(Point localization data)
———

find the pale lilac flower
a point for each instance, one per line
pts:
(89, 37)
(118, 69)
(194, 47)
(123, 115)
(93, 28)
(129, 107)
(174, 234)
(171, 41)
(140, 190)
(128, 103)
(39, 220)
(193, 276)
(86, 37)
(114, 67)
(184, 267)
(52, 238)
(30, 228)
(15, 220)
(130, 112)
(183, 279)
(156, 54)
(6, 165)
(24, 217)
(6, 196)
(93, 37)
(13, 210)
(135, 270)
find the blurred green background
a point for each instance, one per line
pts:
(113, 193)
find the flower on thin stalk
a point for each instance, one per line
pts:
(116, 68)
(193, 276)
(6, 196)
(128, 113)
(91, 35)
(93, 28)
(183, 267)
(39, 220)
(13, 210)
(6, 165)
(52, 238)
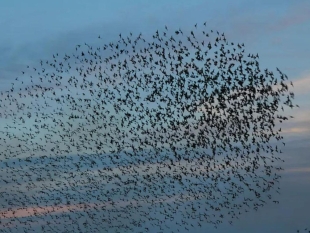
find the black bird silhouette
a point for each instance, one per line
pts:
(136, 132)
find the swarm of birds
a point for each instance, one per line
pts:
(169, 133)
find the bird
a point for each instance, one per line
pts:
(129, 133)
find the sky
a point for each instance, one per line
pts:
(278, 31)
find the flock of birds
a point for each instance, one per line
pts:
(133, 135)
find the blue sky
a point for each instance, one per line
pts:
(279, 31)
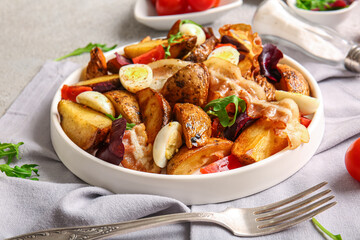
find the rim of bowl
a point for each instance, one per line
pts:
(291, 3)
(54, 118)
(220, 8)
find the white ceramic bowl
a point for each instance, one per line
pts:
(145, 13)
(190, 189)
(326, 18)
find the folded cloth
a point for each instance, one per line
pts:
(60, 199)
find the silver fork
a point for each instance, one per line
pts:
(257, 221)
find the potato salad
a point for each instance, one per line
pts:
(190, 103)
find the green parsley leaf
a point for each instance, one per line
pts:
(129, 126)
(217, 108)
(321, 5)
(10, 150)
(87, 49)
(24, 171)
(332, 236)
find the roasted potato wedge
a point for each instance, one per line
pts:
(188, 85)
(155, 111)
(257, 142)
(84, 126)
(125, 103)
(292, 81)
(182, 46)
(187, 161)
(102, 84)
(97, 65)
(201, 52)
(196, 124)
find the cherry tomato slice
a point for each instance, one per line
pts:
(170, 7)
(352, 159)
(153, 55)
(305, 121)
(71, 92)
(201, 5)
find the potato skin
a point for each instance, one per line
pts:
(196, 124)
(187, 161)
(292, 80)
(97, 66)
(188, 85)
(155, 111)
(257, 142)
(125, 103)
(84, 126)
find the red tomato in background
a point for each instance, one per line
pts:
(352, 159)
(170, 7)
(153, 55)
(201, 5)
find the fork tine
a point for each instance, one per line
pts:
(295, 221)
(279, 220)
(272, 206)
(272, 214)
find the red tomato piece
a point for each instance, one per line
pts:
(71, 92)
(221, 165)
(170, 7)
(216, 4)
(201, 5)
(352, 159)
(305, 121)
(153, 55)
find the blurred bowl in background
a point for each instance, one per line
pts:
(327, 18)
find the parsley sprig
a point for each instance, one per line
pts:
(217, 108)
(11, 150)
(321, 5)
(332, 236)
(87, 49)
(129, 126)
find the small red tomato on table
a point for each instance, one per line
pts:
(352, 159)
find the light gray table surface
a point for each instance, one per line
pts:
(33, 32)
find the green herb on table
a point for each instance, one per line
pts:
(332, 236)
(129, 126)
(217, 108)
(9, 151)
(320, 5)
(87, 49)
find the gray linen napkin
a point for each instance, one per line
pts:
(61, 199)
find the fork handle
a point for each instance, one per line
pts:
(107, 230)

———

● **WORK REQUIRED**:
Return only the number of lines above that include the word "bowl".

● **RESULT OF THE TASK**:
3